Start of Provided passage

3. Transaction Distribution by transaction amount
I have used amount ranges to understand the distribution of the transactions by the transaction amounts. It seems like overall most of the transactions range from 0 - 100 amount. I was surprised to see considerable number of fraudulent transactions in 100-1000 amount range as well.

4. Correlation Matrix
I have plotted the correlation between different features in the dataset, but I have seen only very few features with some correlation with the target variable, Class in this dataset.

Data Preparation
- I have normalized the amount and time fields to bring them to the range of -1 to +1 to be able to use these two features as input to the neural network.
- I have dropped the existing Amount and Time fields from the dataset as I will be using the normalized features instead.

End of Provided passage
Start of Rows

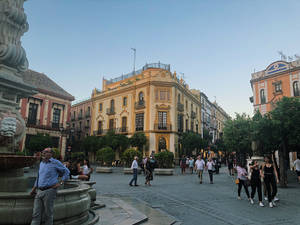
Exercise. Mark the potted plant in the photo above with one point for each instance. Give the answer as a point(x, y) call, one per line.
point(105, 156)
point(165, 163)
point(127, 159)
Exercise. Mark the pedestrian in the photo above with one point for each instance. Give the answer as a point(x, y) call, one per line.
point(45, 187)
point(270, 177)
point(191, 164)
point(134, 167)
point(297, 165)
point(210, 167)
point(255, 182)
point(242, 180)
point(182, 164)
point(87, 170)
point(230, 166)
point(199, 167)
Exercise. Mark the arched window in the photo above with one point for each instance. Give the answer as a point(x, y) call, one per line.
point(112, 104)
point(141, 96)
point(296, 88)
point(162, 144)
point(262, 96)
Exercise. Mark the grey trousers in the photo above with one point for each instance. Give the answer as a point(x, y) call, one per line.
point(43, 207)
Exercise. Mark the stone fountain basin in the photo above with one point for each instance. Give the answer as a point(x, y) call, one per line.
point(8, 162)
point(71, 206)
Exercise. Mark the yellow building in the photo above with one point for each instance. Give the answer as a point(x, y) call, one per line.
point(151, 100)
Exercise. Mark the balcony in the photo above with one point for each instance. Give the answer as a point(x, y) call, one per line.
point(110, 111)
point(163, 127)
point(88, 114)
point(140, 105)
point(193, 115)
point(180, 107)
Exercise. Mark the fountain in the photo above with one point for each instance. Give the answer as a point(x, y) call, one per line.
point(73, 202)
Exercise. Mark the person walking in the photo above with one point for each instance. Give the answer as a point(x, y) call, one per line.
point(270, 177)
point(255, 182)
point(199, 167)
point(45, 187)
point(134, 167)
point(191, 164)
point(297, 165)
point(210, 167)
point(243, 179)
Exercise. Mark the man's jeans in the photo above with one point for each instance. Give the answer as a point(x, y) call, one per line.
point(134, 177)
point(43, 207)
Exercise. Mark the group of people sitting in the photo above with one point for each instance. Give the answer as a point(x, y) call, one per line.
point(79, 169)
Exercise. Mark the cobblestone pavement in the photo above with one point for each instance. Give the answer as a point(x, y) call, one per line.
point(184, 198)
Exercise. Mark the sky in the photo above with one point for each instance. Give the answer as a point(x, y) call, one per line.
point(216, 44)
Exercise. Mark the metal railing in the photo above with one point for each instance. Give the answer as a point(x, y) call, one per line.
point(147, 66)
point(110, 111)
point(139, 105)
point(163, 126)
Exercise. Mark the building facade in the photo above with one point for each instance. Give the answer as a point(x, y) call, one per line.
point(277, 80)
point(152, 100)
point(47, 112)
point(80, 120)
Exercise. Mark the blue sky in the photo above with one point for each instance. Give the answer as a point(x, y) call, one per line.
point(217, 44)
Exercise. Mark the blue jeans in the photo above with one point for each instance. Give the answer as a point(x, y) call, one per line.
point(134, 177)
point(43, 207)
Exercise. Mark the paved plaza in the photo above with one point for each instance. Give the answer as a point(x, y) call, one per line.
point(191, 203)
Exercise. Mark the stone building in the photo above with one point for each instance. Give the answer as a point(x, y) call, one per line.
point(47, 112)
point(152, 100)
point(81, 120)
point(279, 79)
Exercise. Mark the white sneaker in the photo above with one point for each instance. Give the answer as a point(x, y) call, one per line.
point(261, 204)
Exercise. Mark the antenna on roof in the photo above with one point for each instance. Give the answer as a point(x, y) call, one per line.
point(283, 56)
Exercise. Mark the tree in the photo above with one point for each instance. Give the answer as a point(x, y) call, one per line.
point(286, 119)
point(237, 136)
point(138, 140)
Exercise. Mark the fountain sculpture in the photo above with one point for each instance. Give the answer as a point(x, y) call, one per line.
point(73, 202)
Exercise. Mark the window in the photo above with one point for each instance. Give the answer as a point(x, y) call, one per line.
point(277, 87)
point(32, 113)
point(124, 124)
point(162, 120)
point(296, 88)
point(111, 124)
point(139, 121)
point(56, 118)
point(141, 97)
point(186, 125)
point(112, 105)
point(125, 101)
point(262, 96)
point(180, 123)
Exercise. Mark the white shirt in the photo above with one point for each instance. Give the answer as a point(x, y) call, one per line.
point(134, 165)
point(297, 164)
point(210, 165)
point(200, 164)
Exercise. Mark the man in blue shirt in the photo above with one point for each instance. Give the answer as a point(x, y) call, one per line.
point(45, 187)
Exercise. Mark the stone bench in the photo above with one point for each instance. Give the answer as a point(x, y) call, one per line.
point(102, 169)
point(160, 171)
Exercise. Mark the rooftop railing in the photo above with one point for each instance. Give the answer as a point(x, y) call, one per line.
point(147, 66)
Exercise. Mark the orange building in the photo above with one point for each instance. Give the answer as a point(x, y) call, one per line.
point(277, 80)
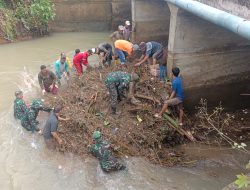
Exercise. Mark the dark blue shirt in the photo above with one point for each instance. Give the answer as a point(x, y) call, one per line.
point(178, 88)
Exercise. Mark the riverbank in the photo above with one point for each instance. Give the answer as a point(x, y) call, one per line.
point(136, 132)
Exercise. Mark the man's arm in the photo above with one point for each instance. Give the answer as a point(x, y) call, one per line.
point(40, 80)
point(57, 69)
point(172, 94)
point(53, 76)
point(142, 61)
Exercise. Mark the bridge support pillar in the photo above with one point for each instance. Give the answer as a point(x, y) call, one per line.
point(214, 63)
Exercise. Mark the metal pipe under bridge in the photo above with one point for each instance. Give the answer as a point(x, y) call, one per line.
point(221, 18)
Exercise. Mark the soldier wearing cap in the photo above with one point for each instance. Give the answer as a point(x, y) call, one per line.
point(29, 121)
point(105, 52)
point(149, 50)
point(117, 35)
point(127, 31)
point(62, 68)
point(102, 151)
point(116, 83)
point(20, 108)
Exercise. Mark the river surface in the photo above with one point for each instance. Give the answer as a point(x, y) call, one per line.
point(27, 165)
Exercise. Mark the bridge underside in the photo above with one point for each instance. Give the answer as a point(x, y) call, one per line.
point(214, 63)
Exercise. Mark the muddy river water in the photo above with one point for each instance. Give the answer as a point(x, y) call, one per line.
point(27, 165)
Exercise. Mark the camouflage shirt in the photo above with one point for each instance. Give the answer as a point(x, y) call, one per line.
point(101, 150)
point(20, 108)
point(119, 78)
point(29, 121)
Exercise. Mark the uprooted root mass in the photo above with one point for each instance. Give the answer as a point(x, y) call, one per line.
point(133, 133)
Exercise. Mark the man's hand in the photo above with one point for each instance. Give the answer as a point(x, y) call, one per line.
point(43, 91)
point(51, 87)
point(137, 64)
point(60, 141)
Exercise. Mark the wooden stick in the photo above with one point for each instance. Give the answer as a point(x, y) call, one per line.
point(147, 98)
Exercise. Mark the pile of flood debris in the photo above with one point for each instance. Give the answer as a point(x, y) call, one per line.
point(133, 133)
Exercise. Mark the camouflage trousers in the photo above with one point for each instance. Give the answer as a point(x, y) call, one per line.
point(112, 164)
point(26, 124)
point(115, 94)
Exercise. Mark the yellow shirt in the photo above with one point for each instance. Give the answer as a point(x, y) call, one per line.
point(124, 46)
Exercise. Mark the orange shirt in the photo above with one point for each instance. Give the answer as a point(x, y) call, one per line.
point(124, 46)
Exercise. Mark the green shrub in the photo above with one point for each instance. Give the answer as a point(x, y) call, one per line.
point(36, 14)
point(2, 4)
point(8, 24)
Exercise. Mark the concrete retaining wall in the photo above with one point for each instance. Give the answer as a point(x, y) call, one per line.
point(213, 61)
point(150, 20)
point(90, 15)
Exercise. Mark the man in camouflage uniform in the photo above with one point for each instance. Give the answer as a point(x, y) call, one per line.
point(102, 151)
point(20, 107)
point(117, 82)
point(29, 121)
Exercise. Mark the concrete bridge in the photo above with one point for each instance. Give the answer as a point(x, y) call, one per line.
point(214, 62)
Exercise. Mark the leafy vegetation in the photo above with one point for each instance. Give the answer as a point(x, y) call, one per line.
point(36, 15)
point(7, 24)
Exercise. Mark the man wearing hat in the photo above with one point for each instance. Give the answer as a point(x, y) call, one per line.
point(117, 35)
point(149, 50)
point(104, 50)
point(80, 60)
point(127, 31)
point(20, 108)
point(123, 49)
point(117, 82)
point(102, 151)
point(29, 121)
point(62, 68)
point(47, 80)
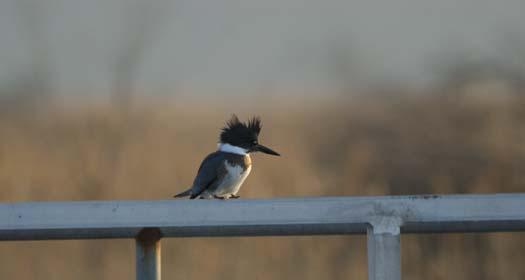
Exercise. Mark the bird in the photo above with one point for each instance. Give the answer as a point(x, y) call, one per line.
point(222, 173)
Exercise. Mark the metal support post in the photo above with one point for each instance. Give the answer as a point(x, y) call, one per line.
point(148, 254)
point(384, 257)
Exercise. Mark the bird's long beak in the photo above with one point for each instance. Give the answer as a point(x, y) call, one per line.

End of Rows

## Given task
Pull out the part of the fraud transaction analysis that starts at "3. Transaction Distribution" and ends at "normalized features instead.", copying it word for word.

## Final answer
3. Transaction Distribution by transaction amount
I have used amount ranges to understand the distribution of the transactions by the transaction amounts. It seems like overall most of the transactions range from 0 - 100 amount. I was surprised to see considerable number of fraudulent transactions in 100-1000 amount range as well.

4. Correlation Matrix
I have plotted the correlation between different features in the dataset, but I have seen only very few features with some correlation with the target variable, Class in this dataset.

Data Preparation
- I have normalized the amount and time fields to bring them to the range of -1 to +1 to be able to use these two features as input to the neural network.
- I have dropped the existing Amount and Time fields from the dataset as I will be using the normalized features instead.